» TEXT PROVIDED:
Being conscious of the climate crisis and the precipice on which we’re collectively standing, and with the relative privilege of my class, education, racial background and the support I’ve so far been able to access (including a grant for poets in hardship), I’ve been able to adjust, and even welcome this halt. Ten years ago I wrote a poem that envisioned the breathing space which all beings, including future generations, required. It arose out of sitting in meditation for Earth Hour. 
For Earth Hour
Sitting quietly as if no one were at home,
in candlelight our faces morph, shadows fly,
we breathe in the silence and our pulses slow,
unplug, disengaging from the charge that throws
the box, the red-eyed Cyclops off stand-by.
You and I are quiet, as if we were alone –
no phone, no gadgets, no kinetic motion
humming, whirring all the time –
and breathe in the silence till our pulses slow
the treadmill, at a standstill the revolving doors
so nothing moves, shut down all production lines.
We sit quietly, the ending unknown,
while across the land steely rows of scaffolds
no longer hold the buzz that plies our wires;
breathing in the silence our pulses slow,
the lights go out across the globe
as all the Earth respires.
We wait quietly, now very much at home;
breathing in the silence, our faces glow.
With reports already indicating how some other-than-human beings are benefiting from reduced pollution and decreased human activity , this planet-wide breathing space is – as many commentators are suggesting – also a chance for some of us to reassess how we orientate our lives. The pandemic, as deep ecologist Dr. Stephan Harding explains, has come about as a result of our ‘‘‘over-connectedness”… We depend too much on food and products from far away. We travel far too much in vast numbers and go to places that are far too distant. We are seeing right now how in an over-connected web a localised disturbance such as the appearance of a fatal virus can spread and amplify very quickly throughout the system, reducing its resilience and making it more likely to collapse.’  Other scientists cite the emergence of the virus as an aspect of global ecological breakdown, with humans increasingly encroaching into wildlife habitats , and this ‘zoonotic’ virus believed to have transferred into the human food-chain through the consumption of ‘bushmeat’.  As well as making us think more carefully about what ‘food’ we consume, this virus is offering us the opportunity to consider the systems into which our lives are woven – the ecosystems we inhabit, and the human systems now destabilising them through globalised industrial activity based on an economic system pursuing infinite growth within a planet of finite resources, where we should instead be focussing on the renewable elements of water, wind, sun and soil.
Infinite possibilities do nevertheless exist in the realm of consciousness – and working together humans have an extraordinary capacity to design alternative ways of living, which are more in harmony with the Earth. Diverse human cultures around the world have already been living this way for millennia, and here in the West we’ve much to learn from indigenous peoples who have survived colonisation and genocide, and yet retain traditional knowledge of how to live with respect for the sacredness of all Life. For those of us enmeshed in the systems of Western society, it can seem hard to see a way out. We’re so conditioned by notions of business as usual, programmed to believe that we require economic growth in order for our societies to flourish. And with air esoterically linked to the realm of the mind and ideas, it seems no accident that this plague also strikes us at a time when the term ‘post-truth era’ was gaining currency, when we were floundering around in oceans of information and disinformation, trying to distinguish ‘fake news’ from truth.

» RECORDED DATA:
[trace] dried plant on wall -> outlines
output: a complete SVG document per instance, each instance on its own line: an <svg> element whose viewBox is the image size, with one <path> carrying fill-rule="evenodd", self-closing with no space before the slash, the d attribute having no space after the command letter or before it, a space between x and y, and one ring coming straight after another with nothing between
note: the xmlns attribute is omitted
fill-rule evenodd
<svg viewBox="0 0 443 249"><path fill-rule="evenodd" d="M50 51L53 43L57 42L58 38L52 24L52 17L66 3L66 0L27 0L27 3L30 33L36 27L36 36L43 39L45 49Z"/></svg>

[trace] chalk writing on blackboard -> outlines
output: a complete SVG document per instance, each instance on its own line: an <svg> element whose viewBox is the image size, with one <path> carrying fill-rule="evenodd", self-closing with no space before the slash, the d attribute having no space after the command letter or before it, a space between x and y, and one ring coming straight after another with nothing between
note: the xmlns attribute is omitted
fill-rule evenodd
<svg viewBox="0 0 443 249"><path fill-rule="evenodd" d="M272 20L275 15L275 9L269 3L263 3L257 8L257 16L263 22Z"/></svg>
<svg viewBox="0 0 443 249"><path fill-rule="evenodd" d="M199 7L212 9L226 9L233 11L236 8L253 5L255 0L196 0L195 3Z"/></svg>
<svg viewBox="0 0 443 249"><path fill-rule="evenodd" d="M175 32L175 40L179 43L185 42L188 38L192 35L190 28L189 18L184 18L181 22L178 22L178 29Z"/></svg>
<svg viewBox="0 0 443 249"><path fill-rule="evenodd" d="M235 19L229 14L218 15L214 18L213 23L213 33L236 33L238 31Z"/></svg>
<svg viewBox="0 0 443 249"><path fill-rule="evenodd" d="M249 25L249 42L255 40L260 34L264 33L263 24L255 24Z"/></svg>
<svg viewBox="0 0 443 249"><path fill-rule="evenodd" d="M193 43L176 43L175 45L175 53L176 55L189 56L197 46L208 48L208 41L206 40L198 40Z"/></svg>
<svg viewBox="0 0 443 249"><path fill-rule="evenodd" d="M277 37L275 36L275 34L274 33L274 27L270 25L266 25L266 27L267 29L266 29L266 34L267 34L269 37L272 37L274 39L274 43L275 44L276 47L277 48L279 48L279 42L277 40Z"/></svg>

» HOW TO COMPLETE THIS TASK:
In the essay on Earth Hour and the pandemic, what does Dr. Stephan Harding say the pandemic has come about as a result of? Please answer in one short sentence.

» OUTPUT FOR THIS EXERCISE:
It has come about as a result of our "over-connectedness."